• **Requirements**: Locate every line in the listing below that contains the string "Target", and copy each of those lines. Case counts.

• **Records supplied**:

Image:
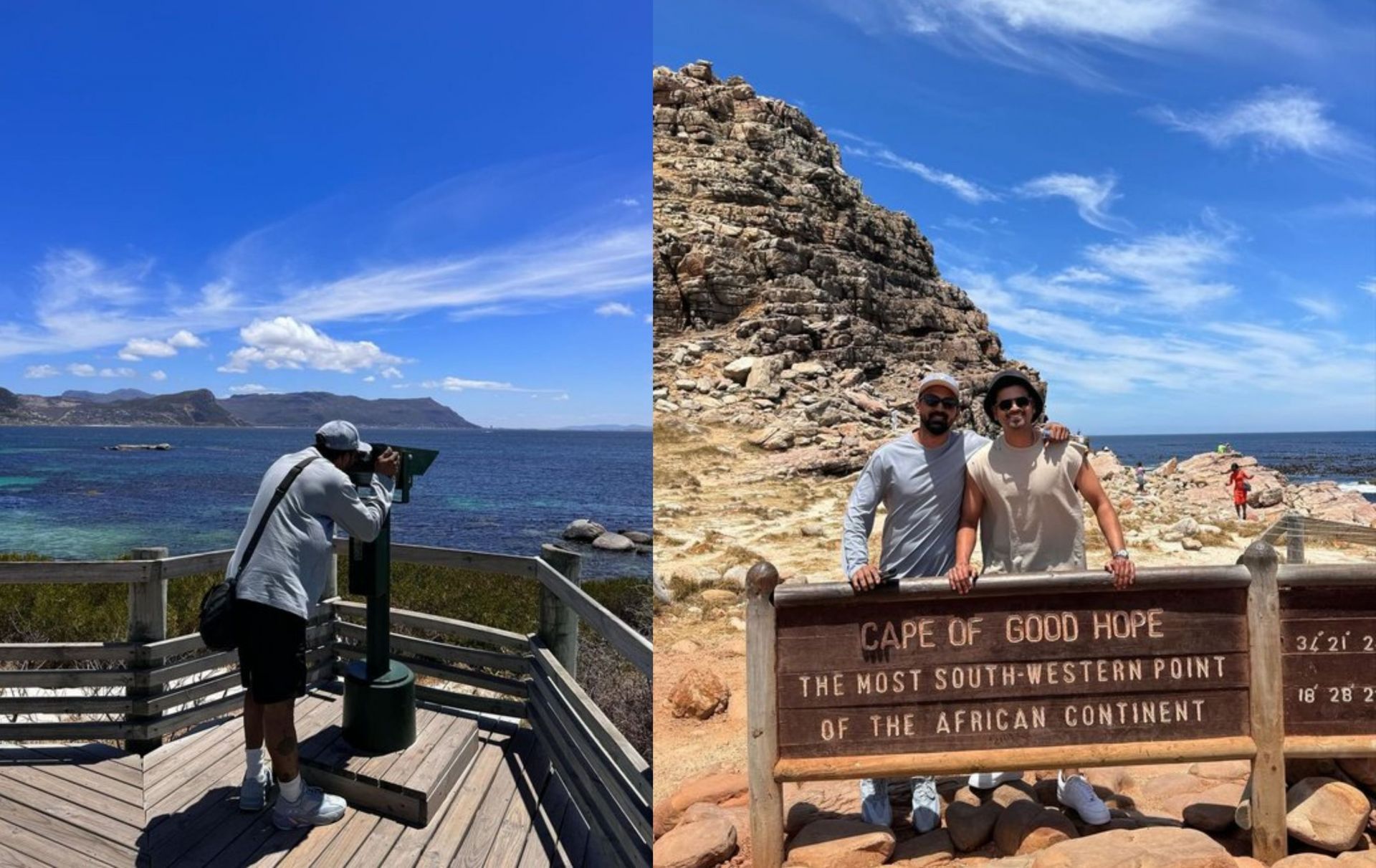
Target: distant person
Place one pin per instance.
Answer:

==

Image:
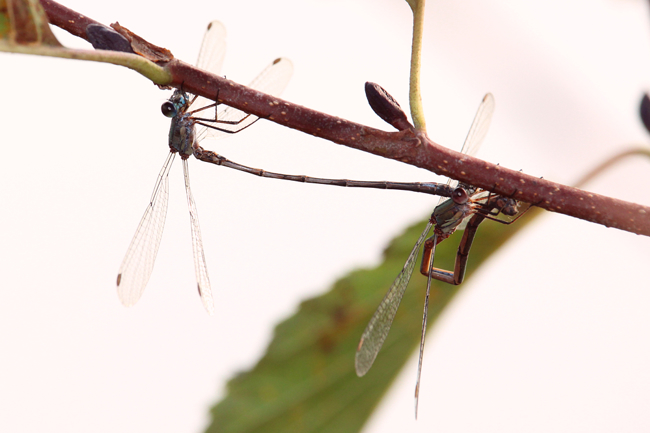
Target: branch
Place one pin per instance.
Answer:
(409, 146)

---

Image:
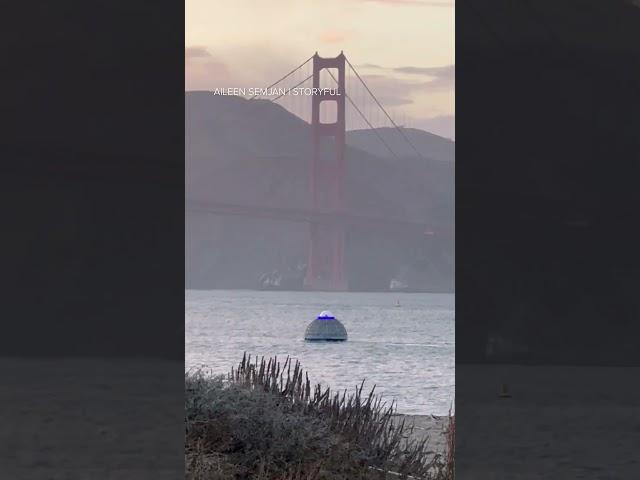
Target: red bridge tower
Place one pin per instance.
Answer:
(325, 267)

• **Response**:
Target: distant person
Target: branch
Target: red bridge tower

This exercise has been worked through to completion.